/---
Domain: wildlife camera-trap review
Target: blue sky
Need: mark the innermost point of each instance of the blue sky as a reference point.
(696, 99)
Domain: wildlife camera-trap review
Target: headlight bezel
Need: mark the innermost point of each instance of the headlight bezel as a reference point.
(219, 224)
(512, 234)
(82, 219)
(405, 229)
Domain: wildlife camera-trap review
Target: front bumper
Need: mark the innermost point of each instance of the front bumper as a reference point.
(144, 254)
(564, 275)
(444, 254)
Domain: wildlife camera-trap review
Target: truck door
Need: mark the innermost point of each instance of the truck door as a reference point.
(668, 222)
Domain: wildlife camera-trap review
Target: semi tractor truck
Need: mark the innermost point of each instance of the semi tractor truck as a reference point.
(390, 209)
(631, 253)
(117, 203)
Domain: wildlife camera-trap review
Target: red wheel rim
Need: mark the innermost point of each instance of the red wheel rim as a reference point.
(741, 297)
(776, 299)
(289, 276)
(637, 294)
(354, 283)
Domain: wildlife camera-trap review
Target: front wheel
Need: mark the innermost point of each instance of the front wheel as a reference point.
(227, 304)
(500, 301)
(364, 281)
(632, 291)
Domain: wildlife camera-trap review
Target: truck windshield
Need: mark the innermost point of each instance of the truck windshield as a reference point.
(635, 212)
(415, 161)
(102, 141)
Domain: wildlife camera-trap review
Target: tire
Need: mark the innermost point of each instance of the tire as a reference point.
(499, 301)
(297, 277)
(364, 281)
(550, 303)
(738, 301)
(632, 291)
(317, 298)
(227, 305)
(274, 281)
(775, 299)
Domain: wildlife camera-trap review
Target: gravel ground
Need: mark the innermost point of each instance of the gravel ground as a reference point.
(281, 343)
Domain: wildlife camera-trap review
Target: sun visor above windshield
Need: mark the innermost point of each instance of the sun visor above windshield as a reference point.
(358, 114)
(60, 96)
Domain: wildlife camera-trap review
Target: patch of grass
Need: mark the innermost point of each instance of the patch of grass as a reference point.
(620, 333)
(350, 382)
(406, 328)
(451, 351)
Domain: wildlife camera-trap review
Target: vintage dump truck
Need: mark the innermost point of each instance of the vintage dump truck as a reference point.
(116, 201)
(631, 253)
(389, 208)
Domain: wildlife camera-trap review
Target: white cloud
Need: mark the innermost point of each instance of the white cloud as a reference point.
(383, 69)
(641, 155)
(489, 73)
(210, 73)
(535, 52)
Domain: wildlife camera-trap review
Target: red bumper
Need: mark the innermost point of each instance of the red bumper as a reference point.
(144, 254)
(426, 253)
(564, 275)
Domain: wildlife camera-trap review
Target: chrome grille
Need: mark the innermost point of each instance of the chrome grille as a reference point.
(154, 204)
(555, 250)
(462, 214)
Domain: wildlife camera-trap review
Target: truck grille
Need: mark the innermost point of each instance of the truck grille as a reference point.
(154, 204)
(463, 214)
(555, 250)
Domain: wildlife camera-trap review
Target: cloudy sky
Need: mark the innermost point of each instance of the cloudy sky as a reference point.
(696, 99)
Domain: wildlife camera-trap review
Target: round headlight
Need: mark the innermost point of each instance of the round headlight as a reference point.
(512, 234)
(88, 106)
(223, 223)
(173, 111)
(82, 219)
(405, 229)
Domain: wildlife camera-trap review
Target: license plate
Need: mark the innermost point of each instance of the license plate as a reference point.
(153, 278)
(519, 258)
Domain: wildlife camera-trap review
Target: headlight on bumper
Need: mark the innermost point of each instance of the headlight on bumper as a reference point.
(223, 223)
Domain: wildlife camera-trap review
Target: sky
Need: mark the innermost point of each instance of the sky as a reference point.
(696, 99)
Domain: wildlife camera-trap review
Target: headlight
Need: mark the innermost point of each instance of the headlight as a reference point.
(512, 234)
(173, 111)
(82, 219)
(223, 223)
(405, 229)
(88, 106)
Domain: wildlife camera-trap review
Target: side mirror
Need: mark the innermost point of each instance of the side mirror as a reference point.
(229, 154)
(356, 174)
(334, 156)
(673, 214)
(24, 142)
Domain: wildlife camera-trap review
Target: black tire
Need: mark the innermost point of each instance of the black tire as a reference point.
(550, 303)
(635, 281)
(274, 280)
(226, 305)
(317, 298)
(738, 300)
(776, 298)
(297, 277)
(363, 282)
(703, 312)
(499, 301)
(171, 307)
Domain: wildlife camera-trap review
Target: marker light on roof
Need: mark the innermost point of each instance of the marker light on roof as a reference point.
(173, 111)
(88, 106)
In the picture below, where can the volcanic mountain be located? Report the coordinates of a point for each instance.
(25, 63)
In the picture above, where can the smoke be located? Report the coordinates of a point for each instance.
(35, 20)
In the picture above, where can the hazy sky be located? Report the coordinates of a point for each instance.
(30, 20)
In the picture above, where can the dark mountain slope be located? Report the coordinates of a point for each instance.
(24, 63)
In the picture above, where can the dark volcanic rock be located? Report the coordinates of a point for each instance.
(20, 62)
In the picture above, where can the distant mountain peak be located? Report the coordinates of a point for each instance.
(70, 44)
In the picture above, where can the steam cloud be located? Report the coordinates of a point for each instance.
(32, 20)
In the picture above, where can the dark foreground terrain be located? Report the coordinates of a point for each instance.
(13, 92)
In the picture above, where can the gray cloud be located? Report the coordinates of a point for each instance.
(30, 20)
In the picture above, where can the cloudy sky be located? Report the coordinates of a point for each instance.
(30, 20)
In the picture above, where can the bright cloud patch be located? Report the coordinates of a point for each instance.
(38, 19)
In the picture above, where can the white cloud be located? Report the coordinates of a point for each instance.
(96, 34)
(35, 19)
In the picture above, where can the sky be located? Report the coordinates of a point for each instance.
\---
Repeat exactly, and only, the lines from the line with "In the picture above, where can the dark mountain" through the end of the listing above, both ends included.

In the picture above, where can the dark mountain slope be located? Report the coordinates of a point for each instance.
(24, 63)
In the picture above, where can the dark volcanic rock be located? Report the coordinates of a point for each instance.
(20, 62)
In the picture above, where can the distant mountain peak be located? Report the coordinates of a point for each instance.
(70, 44)
In the picture above, where can the steam cloud be located? Report the coordinates of a point for each instance.
(32, 20)
In the picture above, where can the dark foreground terrain be located? Report the coordinates of a point for each instance.
(13, 92)
In the picture above, where can the gray cloud be located? Report the coordinates of a point for each instance.
(30, 20)
In the picture above, where can the cloudy sky be located? Report the coordinates of a point for each instance.
(30, 20)
In the picture above, where can the bright cloud patch be located? Report the coordinates of a point for each instance.
(38, 19)
In the picture above, where can the white cloud be located? Report the coordinates of a point for each instance.
(96, 34)
(35, 19)
In the picture above, where can the sky be located? Report the coordinates of a point for each instance.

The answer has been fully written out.